What Can We Do About Climate Change? A Socratic Seminar in Biology

Samantha Andersen


Step-by Step-Instructions

  1. This lesson can be done over two days or the students can be given a chunk of class time before the seminar to answer these questions from this graphic organizer.
  2. I have provided two pieces of text for the students to read and look at before the seminar. “What is Climate Change” (Dunbar 2015) is an overview of the concept of climate change. “Every Place Has Its Own Climate Risk. What Is It Where You Live?” (Thompson, 2020) provides the students with a graph that displays the climate change risks that each county in the United States is facing. I will encourage students to take notes (taking notes requires students to employ their writing skills) over both of these readings and ask questions they might have had about climate change. I will also provide the questions beforehand on the graphic organizer so that the students have time to articulate their well-thought out responses for group discussion.
  3. I will organize the classroom to be in a circle where students are all facing each other. A large part of the Socratic seminar is students asking questions and formulating ideas to share with the class. The seminar is teacher-facilitated but largely focused on student’s conversations. Another option to allow each student to speak is to have the lesson be student-facilitated. Each student needs to speak. This is where my job or the student’s job as a facilitator is to call on students who might feel overpowered by those with louder voices or call on those who haven’t yet participated.
  4. To have the students analyze the data, I am going to ask questions about the graph from “Every Place Has Its Own Climate Risk. What Is It Where You Live?” (Thompson, 2020) As well as asking more open-ended questions that don’t necessarily have a solution. These questions require students to employ their critical thinking and problem solving skills. These questions are:
    • What trends did you notice?
    • What climate threat affects your area?
    • What threat do you think is the most serious?
    • What threats overlap?
    • Have you seen other articles or videos about climate change?
    • What else do you know is affected by climate change?
    • What are you/your community doing to help climate change?
    • What could be done to help these issues?
    • Where do you think people will be affected the most? Who do you think will be affected the most? Why?
    • Who is contributing to climate change? Why?

These questions are meant to get the students thinking about the graph and the data they saw. It also gets the conversations started, as each student might have different things that they noticed or were surprised about. The questions get students to use their classroom talk and listen to their peers.

* Activities:
a. Summarize the lesson plan for a Socratic seminar on climate change in two sentences.
b. In the lesson plan on the climate change seminar, reproduce the passage from "1. This lesson" to "this graphic organizer.", substituting "worksheet" for "graphic organizer".
c. Proceed with the lesson plan on the climate change Socratic seminar, carrying it on from its final sentence.

* Records from a dataset:
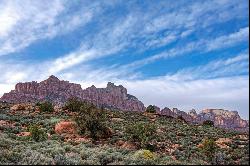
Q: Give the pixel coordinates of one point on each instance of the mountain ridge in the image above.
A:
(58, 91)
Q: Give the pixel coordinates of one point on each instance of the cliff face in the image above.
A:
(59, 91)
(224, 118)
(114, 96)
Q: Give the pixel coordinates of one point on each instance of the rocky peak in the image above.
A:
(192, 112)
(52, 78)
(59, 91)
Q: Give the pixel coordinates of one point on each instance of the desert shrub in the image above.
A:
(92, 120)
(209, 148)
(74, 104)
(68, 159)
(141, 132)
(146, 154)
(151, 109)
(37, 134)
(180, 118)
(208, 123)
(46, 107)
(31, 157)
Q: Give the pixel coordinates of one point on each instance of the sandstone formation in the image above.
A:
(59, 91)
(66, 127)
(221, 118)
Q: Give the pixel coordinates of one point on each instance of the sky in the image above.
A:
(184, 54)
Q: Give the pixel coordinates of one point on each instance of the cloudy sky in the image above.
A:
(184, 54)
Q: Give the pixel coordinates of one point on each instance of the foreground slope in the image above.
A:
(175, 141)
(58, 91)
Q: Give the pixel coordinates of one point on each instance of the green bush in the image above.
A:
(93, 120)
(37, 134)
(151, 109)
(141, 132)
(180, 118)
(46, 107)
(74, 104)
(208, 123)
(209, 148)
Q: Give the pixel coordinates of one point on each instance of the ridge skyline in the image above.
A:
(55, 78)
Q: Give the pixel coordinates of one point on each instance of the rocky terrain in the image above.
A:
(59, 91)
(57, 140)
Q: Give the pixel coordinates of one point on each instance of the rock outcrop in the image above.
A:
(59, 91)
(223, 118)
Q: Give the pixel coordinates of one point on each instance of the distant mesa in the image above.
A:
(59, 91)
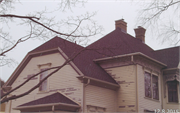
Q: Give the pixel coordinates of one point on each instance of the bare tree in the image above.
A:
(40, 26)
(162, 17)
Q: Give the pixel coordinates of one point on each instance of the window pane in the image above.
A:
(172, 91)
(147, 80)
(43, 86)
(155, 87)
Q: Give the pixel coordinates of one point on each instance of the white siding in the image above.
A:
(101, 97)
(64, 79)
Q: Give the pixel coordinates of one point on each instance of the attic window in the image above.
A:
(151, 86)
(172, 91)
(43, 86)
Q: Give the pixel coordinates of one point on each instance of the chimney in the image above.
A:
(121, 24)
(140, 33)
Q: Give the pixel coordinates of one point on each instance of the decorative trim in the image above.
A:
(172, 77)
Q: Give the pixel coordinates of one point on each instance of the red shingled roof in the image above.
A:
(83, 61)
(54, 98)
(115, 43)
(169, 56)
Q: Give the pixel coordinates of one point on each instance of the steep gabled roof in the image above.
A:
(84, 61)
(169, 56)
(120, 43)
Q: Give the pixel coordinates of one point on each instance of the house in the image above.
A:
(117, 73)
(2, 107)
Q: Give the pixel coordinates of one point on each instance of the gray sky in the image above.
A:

* Results for each task:
a. Before the seminar, students read two texts on climate change, take notes, and answer questions on a graphic organizer. During the seminar, students sit in a circle and discuss questions about a graph of each U.S. county's climate risks, along with open-ended questions, while a facilitator makes sure every student speaks.

b.
1. This lesson can be done over two days or the students can be given a chunk of class time before the seminar to answer these questions from this worksheet.

c.
  1. I want to facilitate discussion or have a student facilitate discussion and allow the students to formulate ideas and explanations with creative thinking. Science more often than not does not have one clear solution or one clear answer. I want to encourage that philosophy and promote multiple perspectives.
  2. I will tell each student to write notes on major points that are made during the collaboration. At the end, we will reflect over what was said and evaluate the ideas.
  3. I will collect the graphic organizer as an exit pass/participation in the seminar.
Video Demonstration


Dunbar, B. (2015, May 13). What is climate change? NASA. Retrieved September 10, 2022, from https://www.nasa.gov/audience/forstudents/k-4/stories/nasa-knows/what-is-climate-change-k4.html

Filkins, S. (n.d.). Socratic Seminars. Socratic Seminars | Read Write Think. Retrieved September 10,2022, from https://www.readwritethink.org/professional-development/strategy-guides/socratic-seminars

Next generation science standards. Next Generation Science Standards. (2022, August 11). Retrieved September 10, 2022, from https://www.nextgenscience.org/

Thompson, S. A., & Serkez, Y. (2020, September 18). Every place has its own climate risk. what is it where you live? The New York Times. Retrieved September 10, 2022, from https://www.nytimes.com/interactive/2020/09/18/opinion/wildfire-hurricane-climate.html

About the author

My name is Samantha Andersen, and I am from Ogden, Iowa. I grew up in a small town with lovely teachers who gave me the passion for teaching. Science classes were always a huge passion of mine and I want to be able to share that with future students. I have always admired the way teachers can change the world with what they do. Outside of school, I read, rollerblade, walk my three dogs, and spend time with the people I love.